A professora Marisa Beppu atenta que estas pesquisas, em boa parte, ainda se limitam a desbravar as propriedades que a fibroína pode oferecer, resultando em material para testes in vitro ou in vivo em instituições parceiras. “Tudo isso nasceu em 2005, mas já notamos a boa repercussão em congressos no exterior. Acredito que logo teremos muitos pesquisadores se embrenhando nos componentes da seda”.

Aranhas
Em sua dissertação de mestrado, a pesquisadora Raquel Weska conta que as sedas produzidas pelo bicho-da-seda domesticado (Bombyx mori) e por aranhas do gênero Nephila, como a Nephila clavipes, são as mais estudadas no intuito de compreender o mecanismo de processamento e explorar as propriedades destas proteínas como biomaterial. Elas apresentam propriedades mecânicas surpreendentes, além de serem biocompatíveis e modificáveis quimicamente.

=== TAREFAS DO EXERCÍCIO ===
(1) Responda às perguntas abaixo com base no texto sobre a seda.
(a) Em que ano, segundo a professora Marisa Beppu, essas pesquisas começaram?
(b) Qual é o nome científico do bicho-da-seda domesticado?
(c) Que espécie do gênero Nephila é mencionada como exemplo?
(2) Escreva a continuação do texto sobre a seda a partir da última frase apresentada.

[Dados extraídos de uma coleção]
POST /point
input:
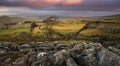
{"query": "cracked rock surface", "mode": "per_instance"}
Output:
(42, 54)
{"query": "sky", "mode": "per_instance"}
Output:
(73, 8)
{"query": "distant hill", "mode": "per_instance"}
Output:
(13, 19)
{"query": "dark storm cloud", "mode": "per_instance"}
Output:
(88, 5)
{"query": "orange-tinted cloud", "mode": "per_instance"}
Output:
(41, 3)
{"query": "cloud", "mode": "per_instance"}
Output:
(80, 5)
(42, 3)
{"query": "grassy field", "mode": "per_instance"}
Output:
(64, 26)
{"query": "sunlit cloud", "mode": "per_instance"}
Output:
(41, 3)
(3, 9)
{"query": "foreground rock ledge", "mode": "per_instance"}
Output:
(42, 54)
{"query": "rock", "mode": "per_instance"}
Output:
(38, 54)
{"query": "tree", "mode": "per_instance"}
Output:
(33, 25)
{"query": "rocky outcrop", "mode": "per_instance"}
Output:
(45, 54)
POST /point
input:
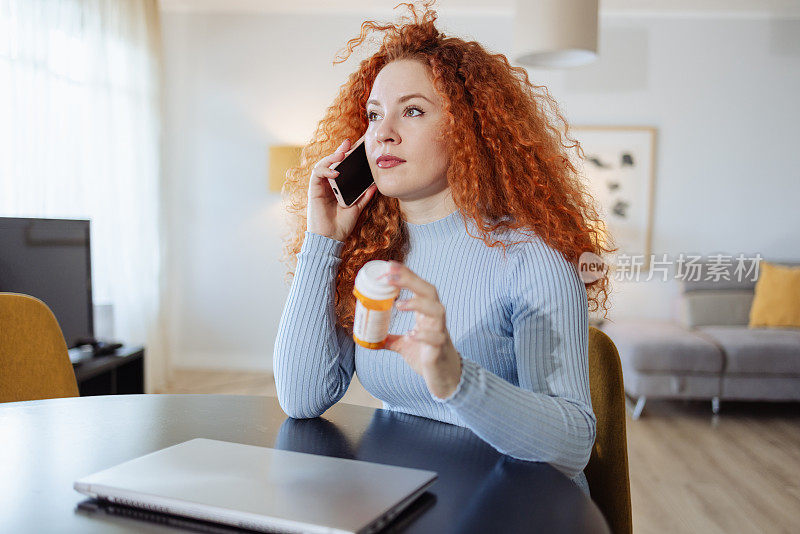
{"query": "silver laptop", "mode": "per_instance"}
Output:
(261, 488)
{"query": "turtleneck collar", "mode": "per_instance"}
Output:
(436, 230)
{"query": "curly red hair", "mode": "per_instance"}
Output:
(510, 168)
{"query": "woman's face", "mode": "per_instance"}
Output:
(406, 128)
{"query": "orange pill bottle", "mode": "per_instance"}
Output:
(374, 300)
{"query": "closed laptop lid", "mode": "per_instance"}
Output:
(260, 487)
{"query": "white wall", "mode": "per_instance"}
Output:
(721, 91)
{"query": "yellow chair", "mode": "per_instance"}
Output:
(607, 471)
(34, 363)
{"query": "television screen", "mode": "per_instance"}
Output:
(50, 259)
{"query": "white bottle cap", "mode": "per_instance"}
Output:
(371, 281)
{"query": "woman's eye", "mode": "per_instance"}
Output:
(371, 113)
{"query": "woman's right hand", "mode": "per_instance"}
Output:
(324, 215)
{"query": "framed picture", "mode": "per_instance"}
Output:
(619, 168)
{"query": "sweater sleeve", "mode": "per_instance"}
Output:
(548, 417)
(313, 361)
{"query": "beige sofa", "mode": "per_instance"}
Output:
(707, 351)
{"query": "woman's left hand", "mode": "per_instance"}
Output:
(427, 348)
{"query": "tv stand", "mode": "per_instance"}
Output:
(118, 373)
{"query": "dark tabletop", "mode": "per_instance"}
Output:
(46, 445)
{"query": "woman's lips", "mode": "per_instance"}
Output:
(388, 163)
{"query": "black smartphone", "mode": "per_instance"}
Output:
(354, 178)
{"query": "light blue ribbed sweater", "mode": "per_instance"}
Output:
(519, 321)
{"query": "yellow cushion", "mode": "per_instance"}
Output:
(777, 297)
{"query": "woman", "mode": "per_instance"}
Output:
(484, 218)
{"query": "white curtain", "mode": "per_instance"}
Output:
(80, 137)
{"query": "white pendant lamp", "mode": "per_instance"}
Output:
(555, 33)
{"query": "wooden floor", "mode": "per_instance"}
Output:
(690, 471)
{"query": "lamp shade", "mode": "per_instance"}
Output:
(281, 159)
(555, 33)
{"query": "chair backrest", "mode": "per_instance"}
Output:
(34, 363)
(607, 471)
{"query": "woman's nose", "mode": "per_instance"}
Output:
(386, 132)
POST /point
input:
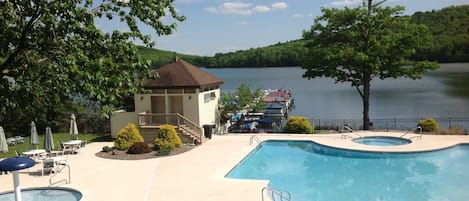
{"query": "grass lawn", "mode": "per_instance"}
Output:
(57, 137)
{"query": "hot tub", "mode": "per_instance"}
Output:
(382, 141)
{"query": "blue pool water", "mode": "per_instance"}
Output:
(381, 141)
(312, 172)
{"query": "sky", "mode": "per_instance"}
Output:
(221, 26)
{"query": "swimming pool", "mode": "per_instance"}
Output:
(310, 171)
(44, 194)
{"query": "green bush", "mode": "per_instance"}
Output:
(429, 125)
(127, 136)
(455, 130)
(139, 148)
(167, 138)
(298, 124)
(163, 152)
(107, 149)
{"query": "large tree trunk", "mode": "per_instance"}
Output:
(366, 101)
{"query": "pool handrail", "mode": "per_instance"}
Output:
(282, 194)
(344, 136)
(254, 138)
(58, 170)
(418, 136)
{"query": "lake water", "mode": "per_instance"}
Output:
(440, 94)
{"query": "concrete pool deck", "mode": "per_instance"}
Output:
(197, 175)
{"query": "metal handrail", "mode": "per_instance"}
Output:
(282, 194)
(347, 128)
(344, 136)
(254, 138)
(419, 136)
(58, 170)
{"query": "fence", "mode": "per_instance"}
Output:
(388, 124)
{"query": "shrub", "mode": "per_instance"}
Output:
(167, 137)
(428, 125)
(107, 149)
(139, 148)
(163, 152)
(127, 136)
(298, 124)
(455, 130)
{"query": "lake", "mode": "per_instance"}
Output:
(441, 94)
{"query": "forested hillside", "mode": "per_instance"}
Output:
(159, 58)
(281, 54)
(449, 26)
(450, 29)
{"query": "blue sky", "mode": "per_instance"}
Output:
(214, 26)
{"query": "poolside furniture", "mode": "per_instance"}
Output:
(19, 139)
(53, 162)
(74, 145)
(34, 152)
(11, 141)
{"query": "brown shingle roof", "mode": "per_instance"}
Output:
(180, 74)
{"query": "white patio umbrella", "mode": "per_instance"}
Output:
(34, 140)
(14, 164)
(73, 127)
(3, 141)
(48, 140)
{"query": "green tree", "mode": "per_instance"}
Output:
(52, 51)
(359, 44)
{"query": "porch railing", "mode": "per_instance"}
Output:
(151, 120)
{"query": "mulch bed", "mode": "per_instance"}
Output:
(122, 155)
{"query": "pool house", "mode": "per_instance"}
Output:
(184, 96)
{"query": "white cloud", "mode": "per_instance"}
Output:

=== RESPOSTAS POR TAREFA ===
(1)
(a) Em 2005.
(b) Bombyx mori.
(c) Nephila clavipes.

(2)
A professora Marisa Beppu trabalhava em uma multinacional da área química, quando a empresa tentou reproduzir a fibroína de aranha em laboratório. “Na época, só se falava em fibroína e suas propriedades. Imaginavam uma corda feita de teia, superresistente, mas acabaram desistindo porque é muito difícil replicar o que a aranha faz naturalmente: alinhar todas as moléculas de maneira a dar resistência mecânica ao material”.

De qualquer forma, a natureza das aranhas inviabiliza seu confinamento e a extração de fibroína em escala. Já os fios do bicho-da-seda são utilizados comercialmente para suturas biomédicas há décadas, e na produção têxtil há séculos, graças a grandes safras da atividade que ganhou até denominação própria: a sericultura, facilitada pelo fato de que as larvas poderem ser mantidas em altas densidades.

Dados levantados por Raquel Weska apontam que a produção mundial de seda subiu de cerca de 100 mil toneladas em 2000 para 150 mil toneladas em 2008, sendo que a China responde por 70% do total. “Embora venha bem abaixo, o Brasil ocupa o segundo lugar, tendo o Paraná como maior produtor, seguido de São Paulo e Mato Grosso do Sul”.
Afora a área médica, a fibroína de seda está praticamente limitada à área têxtil, onde o consumo já havia caído consideravelmente quando o náilon invadiu o mercado. Entretanto, na opinião de Marisa Beppu, a baixa produção não seria um fator limitante, caso os biomateriais em estudo sejam viabilizados economicamente. “Certamente, surgiriam várias cooperativas voltadas a uma cultura relativamente simples, que pede basicamente as folhas da amoreira e as larvas”.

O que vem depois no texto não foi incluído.